What the task asks:
Lay out the rows from the start through the line containing "27, 606, 428]]" as a two-column CSV with the headers input and output, one CSV line per row. Put each row's text under input and its answer under output, each in a single quoted field with line breaks changed to spaces.

Records for this task:
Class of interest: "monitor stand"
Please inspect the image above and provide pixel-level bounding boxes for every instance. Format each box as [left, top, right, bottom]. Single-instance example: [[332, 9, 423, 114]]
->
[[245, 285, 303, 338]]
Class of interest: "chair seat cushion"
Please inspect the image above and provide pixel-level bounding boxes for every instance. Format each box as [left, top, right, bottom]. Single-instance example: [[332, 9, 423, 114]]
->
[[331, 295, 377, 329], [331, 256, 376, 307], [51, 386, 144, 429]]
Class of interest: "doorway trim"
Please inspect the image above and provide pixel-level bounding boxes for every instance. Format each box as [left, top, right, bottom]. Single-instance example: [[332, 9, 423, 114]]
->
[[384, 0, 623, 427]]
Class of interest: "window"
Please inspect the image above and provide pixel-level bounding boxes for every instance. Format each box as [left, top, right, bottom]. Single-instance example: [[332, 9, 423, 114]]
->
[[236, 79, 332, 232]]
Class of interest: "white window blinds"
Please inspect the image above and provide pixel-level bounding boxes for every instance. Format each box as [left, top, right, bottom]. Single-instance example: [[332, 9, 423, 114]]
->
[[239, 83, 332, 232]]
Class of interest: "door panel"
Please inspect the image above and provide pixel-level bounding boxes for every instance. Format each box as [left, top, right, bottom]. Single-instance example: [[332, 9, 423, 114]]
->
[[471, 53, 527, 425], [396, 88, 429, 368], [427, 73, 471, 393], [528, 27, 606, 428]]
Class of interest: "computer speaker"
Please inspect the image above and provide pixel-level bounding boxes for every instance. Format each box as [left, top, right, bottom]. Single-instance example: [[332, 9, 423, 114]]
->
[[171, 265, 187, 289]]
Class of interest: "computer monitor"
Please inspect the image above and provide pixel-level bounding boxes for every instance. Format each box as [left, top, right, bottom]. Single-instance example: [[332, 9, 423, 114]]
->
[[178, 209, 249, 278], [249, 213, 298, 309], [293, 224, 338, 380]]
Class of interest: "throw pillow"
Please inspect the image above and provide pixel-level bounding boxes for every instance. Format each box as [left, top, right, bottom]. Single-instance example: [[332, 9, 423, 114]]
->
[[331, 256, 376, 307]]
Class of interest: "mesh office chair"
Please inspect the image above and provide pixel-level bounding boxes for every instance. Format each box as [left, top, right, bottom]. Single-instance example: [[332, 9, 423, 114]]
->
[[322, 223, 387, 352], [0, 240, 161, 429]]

Expected answer:
input,output
"Class of interest: ""monitor stand"" Please inspect the image above and provide pixel-level bounding boxes for every instance. Format each box as [left, top, right, bottom]. Single-instance example: [[332, 9, 423, 114]] ->","[[245, 285, 303, 338]]"
"Class of interest: ""chair seat cushion"" Please inspect the image above and provide pixel-level bounding boxes for every instance. Format each box as [left, top, right, bottom]. Single-instance example: [[332, 9, 423, 114]] ->","[[331, 295, 377, 329], [331, 256, 376, 307], [51, 386, 144, 429]]"
"Class of interest: ""doorway trim"" Please inspect the image above and provide pixel-level bounding boxes for every instance. Format each box as [left, top, right, bottom]. Single-instance example: [[332, 9, 423, 114]] ->","[[384, 0, 623, 427]]"
"Class of interest: ""window"" Please inspect the image above and provide pixel-level bounding boxes for every instance. Format each box as [left, top, right, bottom]. Single-instance example: [[332, 9, 423, 114]] ->","[[236, 79, 332, 232]]"
"Class of interest: ""white window blinds"" Please inspect the image above and provide pixel-level bounding boxes for every instance. Format each box as [left, top, right, bottom]. Single-instance example: [[332, 9, 423, 114]] ->","[[239, 83, 332, 232]]"
"Class of interest: ""door panel"" Please inspect the image above and provide pixel-level bounding boxes for every instance. Format each box as [left, top, right, bottom]. Single-instance example: [[332, 9, 423, 114]] ->","[[471, 53, 527, 425], [396, 88, 429, 368], [427, 73, 471, 393], [528, 27, 606, 428]]"